| TASK BRIEF |
Rewrite everything below from the line containing "Confirm that each instance of the man" down to the last of the entries, replacing "orange wooden bench" with "brown wooden bench" and keeping every other character unchanged.
╭──
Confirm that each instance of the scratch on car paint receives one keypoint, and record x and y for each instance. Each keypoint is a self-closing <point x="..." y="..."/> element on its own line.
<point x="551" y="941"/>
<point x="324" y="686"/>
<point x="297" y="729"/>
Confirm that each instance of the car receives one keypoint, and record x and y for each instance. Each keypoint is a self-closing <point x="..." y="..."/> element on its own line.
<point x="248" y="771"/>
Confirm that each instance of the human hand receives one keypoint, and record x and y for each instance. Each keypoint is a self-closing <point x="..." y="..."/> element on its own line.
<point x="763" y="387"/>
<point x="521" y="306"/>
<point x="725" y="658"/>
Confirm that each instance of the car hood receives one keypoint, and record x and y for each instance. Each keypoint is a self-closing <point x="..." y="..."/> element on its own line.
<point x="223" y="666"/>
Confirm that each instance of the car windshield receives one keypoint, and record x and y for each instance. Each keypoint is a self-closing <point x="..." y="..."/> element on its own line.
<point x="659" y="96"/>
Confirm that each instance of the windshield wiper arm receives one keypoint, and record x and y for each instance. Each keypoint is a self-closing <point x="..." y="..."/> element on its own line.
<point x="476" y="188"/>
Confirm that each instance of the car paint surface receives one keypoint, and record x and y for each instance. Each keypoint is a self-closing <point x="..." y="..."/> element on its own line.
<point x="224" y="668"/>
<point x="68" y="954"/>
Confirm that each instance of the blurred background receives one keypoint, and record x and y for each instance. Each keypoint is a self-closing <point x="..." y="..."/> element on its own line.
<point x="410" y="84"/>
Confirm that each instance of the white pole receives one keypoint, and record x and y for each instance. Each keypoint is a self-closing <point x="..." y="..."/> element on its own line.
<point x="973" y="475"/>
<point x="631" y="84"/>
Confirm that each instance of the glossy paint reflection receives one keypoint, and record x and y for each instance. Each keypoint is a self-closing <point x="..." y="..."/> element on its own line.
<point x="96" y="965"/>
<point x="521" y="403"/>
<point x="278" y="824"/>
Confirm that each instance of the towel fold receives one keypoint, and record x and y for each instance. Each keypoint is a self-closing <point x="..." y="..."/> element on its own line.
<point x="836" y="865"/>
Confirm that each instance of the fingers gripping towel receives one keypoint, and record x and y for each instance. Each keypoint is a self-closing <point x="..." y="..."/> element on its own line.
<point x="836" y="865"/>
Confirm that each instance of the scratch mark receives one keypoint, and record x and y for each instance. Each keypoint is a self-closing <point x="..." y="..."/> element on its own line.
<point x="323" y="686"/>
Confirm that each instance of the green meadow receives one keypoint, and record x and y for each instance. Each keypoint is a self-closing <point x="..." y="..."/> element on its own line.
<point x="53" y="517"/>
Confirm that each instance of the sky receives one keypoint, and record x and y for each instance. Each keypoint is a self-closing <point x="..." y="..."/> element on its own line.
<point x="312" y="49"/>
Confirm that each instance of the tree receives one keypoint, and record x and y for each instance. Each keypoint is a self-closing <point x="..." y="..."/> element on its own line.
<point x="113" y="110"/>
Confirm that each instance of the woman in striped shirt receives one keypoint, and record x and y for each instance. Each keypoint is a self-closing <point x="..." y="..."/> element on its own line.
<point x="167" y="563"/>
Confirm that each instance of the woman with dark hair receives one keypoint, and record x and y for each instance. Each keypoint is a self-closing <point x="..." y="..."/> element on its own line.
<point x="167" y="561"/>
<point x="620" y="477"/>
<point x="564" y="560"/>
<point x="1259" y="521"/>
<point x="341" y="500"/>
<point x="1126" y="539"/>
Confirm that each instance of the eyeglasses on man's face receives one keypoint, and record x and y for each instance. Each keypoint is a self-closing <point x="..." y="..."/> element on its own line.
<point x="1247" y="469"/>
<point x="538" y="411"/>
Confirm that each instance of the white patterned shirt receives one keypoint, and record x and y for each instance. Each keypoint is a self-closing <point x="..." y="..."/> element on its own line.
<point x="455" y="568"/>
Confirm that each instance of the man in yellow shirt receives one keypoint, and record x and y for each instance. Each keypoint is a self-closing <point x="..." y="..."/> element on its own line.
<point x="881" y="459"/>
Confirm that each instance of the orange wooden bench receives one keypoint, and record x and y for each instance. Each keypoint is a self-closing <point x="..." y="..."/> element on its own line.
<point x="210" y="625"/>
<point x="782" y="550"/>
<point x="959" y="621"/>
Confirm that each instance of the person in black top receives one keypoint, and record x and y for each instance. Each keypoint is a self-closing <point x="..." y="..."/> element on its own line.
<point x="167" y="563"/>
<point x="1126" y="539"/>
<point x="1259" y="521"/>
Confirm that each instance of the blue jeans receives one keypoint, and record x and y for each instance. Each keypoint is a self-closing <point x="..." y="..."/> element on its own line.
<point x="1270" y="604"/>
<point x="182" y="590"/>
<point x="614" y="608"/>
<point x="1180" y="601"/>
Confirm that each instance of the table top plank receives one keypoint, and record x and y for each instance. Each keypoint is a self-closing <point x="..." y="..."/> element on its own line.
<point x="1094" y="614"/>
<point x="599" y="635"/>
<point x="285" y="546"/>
╰──
| FINISHED EXERCISE |
Confirm that each instance of the man in yellow shirt receives one keypoint, and record x and y for each instance. Each keypoint is a self-closing <point x="..." y="..."/> element on its own line.
<point x="881" y="459"/>
Confirm that each instance of the brown wooden bench receives one keypoint, and record x and y for each instance. Each keypoint is a self-closing <point x="..." y="..."/> element on its own line.
<point x="210" y="625"/>
<point x="782" y="550"/>
<point x="959" y="621"/>
Confirm that each instance of the person in black top receives one keypoint, and record x and y for each instance. Each keypoint is a self-closing <point x="..." y="..."/> element on its own line.
<point x="167" y="563"/>
<point x="1126" y="539"/>
<point x="1259" y="521"/>
Confirm that each instance of the blue jeans receives one keypoint, and record x and y for each instance. Each keypoint is a self-closing <point x="..." y="..."/> element on its own line.
<point x="1270" y="604"/>
<point x="182" y="590"/>
<point x="614" y="608"/>
<point x="1180" y="601"/>
Confirm that each instance of the table top plank receives one keypoint, and record x and y for each instance. Each keypoint is a self-closing <point x="..." y="..."/> element on its own line.
<point x="1094" y="614"/>
<point x="599" y="635"/>
<point x="285" y="546"/>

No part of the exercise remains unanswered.